Both states love the language of tackling violence against women, while helping maintain the very conditions where it continues.
24,000 calls to Dublin Rape Crisis Centre in a single year. That is nearly 24,000 moments of fear, trauma, assault, abuse, desperation, or survival. Nearly half were repeat callers. Over 300 people explicitly cited homelessness.
Some reported being unable to challenge sexually abusive landlords or abusive housemates because speaking up could mean losing the roof over their head.
This violence cannot be understood as something separate from the society that produces it.
When your choices are shaped by extortionate rent, impossible housing waiting lists, childcare costs, precarious work, economic dependence, or simply whether you can afford to survive alone, “just leave” is not a serious answer. That is not freedom. That is entrapment.
It is not simply a question of why violence happens. The question is why society continues to be organised in a way that leaves so many women vulnerable to it in the first place.

## Supplied information

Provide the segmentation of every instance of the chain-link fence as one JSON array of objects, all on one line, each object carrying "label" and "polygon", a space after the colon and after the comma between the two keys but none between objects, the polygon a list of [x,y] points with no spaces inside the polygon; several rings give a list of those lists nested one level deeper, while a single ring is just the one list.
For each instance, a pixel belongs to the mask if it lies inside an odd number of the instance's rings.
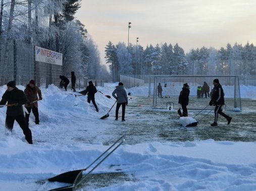
[{"label": "chain-link fence", "polygon": [[178,103],[183,84],[189,85],[190,110],[202,110],[211,98],[213,81],[218,78],[225,93],[227,110],[241,111],[239,81],[236,76],[152,76],[153,78],[153,107],[165,108],[168,102]]},{"label": "chain-link fence", "polygon": [[62,66],[35,61],[34,46],[32,44],[17,43],[15,40],[5,48],[1,42],[1,84],[15,80],[18,85],[26,85],[32,79],[37,85],[46,87],[50,84],[59,85]]},{"label": "chain-link fence", "polygon": [[124,83],[124,87],[126,88],[139,86],[144,85],[145,83],[144,80],[131,75],[128,76],[120,75],[120,81]]}]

## Goal
Could you reproduce the passage on housing and violence against women, shown above the listing, word for word from start to finish?

## Exercise response
Both states love the language of tackling violence against women, while helping maintain the very conditions where it continues.
24,000 calls to Dublin Rape Crisis Centre in a single year. That is nearly 24,000 moments of fear, trauma, assault, abuse, desperation, or survival. Nearly half were repeat callers. Over 300 people explicitly cited homelessness.
Some reported being unable to challenge sexually abusive landlords or abusive housemates because speaking up could mean losing the roof over their head.
This violence cannot be understood as something separate from the society that produces it.
When your choices are shaped by extortionate rent, impossible housing waiting lists, childcare costs, precarious work, economic dependence, or simply whether you can afford to survive alone, “just leave” is not a serious answer. That is not freedom. That is entrapment.
It is not simply a question of why violence happens. The question is why society continues to be organised in a way that leaves so many women vulnerable to it in the first place.